* WHAT YOU ARE ASKED TO DO
Count the lines of the data below that contain the word "hedge" and reply with only that number.

○ ○ ○ ○

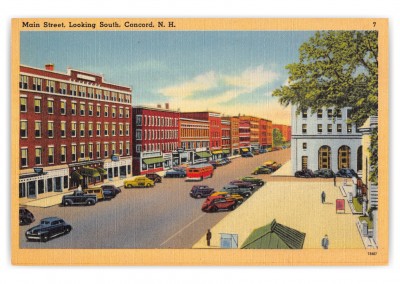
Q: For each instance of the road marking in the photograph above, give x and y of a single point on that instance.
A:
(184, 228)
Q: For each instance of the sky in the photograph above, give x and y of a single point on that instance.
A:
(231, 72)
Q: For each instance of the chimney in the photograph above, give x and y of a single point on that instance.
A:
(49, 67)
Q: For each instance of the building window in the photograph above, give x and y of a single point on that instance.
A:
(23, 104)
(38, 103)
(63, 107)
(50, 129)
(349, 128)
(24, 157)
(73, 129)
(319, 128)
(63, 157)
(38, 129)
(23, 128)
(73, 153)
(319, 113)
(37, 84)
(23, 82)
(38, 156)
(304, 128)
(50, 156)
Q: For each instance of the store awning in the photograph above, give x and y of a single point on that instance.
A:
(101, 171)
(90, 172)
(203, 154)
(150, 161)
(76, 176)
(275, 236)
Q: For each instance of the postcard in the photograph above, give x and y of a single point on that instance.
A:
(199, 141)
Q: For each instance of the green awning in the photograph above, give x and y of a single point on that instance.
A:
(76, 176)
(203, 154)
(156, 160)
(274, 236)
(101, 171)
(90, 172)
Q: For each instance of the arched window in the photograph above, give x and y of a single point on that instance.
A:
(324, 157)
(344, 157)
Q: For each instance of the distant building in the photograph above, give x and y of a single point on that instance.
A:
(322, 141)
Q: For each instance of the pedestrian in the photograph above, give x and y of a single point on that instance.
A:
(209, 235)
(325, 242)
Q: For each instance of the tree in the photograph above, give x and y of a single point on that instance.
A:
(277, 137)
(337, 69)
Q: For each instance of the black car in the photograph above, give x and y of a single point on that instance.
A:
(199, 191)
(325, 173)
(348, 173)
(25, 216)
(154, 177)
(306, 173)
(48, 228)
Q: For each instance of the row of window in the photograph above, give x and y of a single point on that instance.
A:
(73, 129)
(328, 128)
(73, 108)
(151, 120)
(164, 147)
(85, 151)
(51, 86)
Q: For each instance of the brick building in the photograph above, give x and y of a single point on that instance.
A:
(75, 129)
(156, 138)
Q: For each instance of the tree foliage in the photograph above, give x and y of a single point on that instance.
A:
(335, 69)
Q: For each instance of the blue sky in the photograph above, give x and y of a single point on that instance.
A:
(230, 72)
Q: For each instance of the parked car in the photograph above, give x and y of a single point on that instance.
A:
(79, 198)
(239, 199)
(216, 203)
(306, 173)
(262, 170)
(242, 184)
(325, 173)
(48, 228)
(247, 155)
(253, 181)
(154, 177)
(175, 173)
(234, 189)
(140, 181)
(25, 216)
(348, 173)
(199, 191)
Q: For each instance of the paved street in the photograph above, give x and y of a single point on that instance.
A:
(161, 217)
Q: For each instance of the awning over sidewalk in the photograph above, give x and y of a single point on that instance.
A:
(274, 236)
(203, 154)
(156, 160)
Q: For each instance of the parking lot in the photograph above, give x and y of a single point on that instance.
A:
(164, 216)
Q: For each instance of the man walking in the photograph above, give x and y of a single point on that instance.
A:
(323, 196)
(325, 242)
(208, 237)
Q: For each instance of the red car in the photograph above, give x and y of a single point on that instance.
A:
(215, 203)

○ ○ ○ ○

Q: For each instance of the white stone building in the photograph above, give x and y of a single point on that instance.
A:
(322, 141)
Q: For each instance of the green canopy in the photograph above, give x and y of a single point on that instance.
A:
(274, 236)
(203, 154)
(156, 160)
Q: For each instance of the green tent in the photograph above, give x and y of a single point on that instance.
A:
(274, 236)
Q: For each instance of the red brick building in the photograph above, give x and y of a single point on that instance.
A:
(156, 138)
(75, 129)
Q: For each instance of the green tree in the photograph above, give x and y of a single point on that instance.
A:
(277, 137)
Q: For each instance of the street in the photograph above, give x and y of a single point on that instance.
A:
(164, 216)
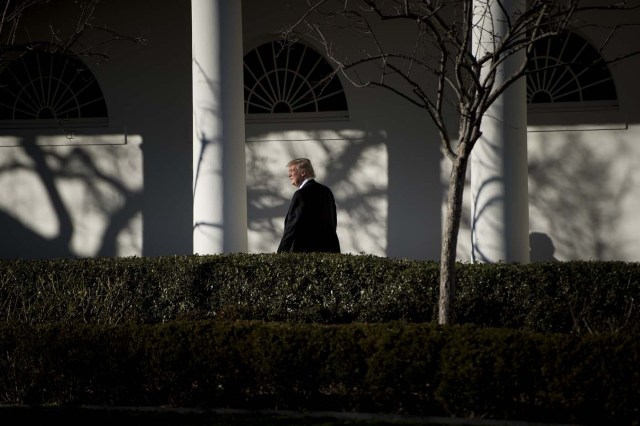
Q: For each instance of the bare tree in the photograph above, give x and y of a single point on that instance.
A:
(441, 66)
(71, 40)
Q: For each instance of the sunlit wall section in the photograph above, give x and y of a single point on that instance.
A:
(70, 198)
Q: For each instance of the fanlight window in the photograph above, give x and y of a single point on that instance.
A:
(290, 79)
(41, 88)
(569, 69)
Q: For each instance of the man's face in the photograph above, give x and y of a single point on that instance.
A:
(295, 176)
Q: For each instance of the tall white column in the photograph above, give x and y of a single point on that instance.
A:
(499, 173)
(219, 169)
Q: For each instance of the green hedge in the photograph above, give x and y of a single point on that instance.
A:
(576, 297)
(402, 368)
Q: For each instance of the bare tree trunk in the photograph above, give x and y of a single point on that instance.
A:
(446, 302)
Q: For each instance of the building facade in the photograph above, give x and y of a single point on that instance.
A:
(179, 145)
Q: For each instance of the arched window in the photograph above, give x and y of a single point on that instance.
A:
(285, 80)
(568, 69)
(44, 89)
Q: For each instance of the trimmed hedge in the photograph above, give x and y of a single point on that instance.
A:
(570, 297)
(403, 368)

○ ○ ○ ○

* EXERCISE RESULT
2